Top of Document extract

African Americans at higher risk for colorectal cancers, but screenings lag | Norton Healthcare Louisville, Ky.

African Americans at higher risk for colorectal cancers, but screenings lag

African Americans are 40% more likely than other groups to die from colon cancers.

According to the American Cancer Society, African Americans have the highest rate of death and the shortest rate of survival for colorectal cancer. In fact, African Americans are 40% more likely than other groups to die from colon cancers, and 20% more likely to get colon cancer in general.

When detected early with proper screening, colon cancer is 90% preventable. Why, then, are so many African Americans dying of colorectal diseases?

The issue is complicated, and there are several theories behind the pervasiveness of colorectal cancers among African Americans. Here are a few:

  • Lifestyle: Diet, rates of obesity, smoking and lack of exercise, especially in low-income communities, all contribute to an increase in the chance of a cancer diagnosis.
  • Environment: Individuals with limited access to health care or early detection screenings, due to either financial or geographic reasons, have a lower chance of survival.
  • Genetics: In studies where environmental factors were controlled, there is still a higher rate of colorectal cancer among African Americans. Other recent studies have suggested that there are genetic differences that contribute to colorectal cancers on the right side in African Americans, more so than in any other population. Right-side cancers are associated with poorer health outcomes.

Colon Cancer Screenings

Screenings are recommended starting at age 45 for African Americans, five years earlier than others.

Call to discuss scheduling a colonoscopy or other options such as Cologuard or fecal immunochemical test (FIT), screenings which use a stool sample.

(502) 446-WELL (9355)

Bottom of Document extract
Top of Raw data

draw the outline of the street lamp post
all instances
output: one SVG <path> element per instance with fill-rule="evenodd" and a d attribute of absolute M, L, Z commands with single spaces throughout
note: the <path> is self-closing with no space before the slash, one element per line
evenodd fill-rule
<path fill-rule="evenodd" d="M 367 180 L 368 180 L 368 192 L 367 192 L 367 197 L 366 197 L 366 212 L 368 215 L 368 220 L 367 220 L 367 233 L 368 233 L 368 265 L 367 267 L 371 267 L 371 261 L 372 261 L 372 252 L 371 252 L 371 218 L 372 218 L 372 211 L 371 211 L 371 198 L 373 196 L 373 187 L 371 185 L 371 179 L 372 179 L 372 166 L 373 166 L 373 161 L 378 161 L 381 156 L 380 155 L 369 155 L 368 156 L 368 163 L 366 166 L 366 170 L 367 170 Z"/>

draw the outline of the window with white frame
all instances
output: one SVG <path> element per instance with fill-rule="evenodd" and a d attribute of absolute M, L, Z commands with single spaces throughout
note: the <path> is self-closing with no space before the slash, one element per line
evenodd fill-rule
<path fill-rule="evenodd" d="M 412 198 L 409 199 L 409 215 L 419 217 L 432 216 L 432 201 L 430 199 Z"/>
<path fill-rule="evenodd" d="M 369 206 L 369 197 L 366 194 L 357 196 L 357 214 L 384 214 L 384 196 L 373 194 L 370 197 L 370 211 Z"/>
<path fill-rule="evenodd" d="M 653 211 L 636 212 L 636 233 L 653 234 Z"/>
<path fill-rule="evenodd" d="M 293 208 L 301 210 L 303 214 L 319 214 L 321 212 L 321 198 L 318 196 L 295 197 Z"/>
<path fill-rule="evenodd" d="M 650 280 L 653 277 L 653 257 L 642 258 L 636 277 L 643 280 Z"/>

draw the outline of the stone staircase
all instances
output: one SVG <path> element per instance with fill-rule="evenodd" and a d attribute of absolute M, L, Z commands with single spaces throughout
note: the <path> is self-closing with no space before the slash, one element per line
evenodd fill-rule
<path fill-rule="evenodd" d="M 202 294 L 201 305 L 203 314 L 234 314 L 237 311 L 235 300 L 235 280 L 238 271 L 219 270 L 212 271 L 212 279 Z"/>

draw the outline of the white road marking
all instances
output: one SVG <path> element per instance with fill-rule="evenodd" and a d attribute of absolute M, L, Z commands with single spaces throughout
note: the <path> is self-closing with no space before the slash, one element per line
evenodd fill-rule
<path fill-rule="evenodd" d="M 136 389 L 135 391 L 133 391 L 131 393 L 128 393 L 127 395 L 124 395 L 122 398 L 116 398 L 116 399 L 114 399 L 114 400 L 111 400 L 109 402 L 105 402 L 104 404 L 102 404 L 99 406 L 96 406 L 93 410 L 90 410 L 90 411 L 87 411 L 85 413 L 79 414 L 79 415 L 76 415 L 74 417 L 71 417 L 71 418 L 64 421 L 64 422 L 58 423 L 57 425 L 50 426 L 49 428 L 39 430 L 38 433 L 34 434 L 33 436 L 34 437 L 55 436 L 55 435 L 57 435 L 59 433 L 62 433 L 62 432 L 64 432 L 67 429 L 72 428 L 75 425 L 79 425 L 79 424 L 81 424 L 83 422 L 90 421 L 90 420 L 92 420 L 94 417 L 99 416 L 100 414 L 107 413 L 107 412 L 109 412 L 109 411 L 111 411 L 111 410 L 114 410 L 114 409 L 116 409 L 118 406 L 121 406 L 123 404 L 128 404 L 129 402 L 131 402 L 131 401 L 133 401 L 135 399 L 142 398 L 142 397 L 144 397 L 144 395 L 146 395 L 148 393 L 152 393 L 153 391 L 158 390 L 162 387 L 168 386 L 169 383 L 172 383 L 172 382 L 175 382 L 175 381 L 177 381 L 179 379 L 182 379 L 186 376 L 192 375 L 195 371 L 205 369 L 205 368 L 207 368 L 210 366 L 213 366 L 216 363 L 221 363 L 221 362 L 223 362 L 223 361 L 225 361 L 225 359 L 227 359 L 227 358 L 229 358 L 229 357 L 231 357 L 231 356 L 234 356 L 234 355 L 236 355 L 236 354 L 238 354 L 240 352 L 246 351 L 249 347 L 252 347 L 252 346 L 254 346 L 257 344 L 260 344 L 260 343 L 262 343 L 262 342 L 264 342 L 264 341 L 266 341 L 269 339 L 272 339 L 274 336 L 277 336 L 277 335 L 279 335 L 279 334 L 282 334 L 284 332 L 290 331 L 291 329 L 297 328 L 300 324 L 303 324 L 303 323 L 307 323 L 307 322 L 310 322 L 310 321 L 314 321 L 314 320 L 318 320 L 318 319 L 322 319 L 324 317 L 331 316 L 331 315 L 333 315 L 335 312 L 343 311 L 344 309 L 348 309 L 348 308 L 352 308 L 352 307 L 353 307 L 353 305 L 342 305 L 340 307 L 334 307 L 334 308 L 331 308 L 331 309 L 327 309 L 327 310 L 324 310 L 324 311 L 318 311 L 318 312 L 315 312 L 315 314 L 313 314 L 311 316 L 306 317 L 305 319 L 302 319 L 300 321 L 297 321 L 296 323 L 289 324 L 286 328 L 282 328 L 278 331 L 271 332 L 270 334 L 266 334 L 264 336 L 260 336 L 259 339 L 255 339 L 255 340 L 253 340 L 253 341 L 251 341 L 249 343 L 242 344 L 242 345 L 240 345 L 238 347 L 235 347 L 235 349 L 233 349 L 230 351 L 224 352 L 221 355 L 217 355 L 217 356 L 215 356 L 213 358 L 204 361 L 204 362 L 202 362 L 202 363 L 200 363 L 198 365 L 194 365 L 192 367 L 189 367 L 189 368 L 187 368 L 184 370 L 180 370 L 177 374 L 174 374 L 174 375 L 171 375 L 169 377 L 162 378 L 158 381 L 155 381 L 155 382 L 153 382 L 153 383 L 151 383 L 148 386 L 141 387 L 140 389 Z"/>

Bottom of Raw data

Instructions =>
1 - Please rewrite the paragraph of the colorectal cancer article that begins "According to the American Cancer Society" as a shorter bulleted list that keeps its main facts.
2 - Pick up the colorectal cancer article after its last line and write what comes next.

Answers for each item =>
1 -
- Source: the American Cancer Society
- African Americans have the highest death rate and the shortest survival for colorectal cancer.
- They are 40% more likely than other groups to die from colon cancers.
- They are 20% more likely to get colon cancer in general.

2 -
Besides the above three reasons, culture can play significant role, although this factor is more difficult to fully understand and manage.

Surveys have suggested that some African Americans may have a deep-seated distrust of the medical system, stemming from a complicated intersection of social, historical and economic factors.

There is also a deeply embedded resistance to the intrusiveness and personal nature of screenings such as a colonoscopy, to the degree that even individuals with many risk factors refuse to be evaluated.

Education efforts about the importance of colon cancer screening, as well as breaking down barriers to access, can help catch more cancers early when they are more treatable.

Colon cancer is highly treatable if caught early

Getting a colon cancer screening or colonoscopy is the best way to prevent colon cancer. When caught early, colon cancer is highly treatable. If a polyp is found during your colonoscopy, it can be removed right away. While the colonoscopy test is very reliable, your doctor might recommend a less-invasive alternative such as Cologuard or fecal immunochemical test (FIT) screen.

Most insurance plans, including Medicare, cover all or most of the cost of a colon cancer screening. Check with your insurance provider before scheduling to understand any costs you may have.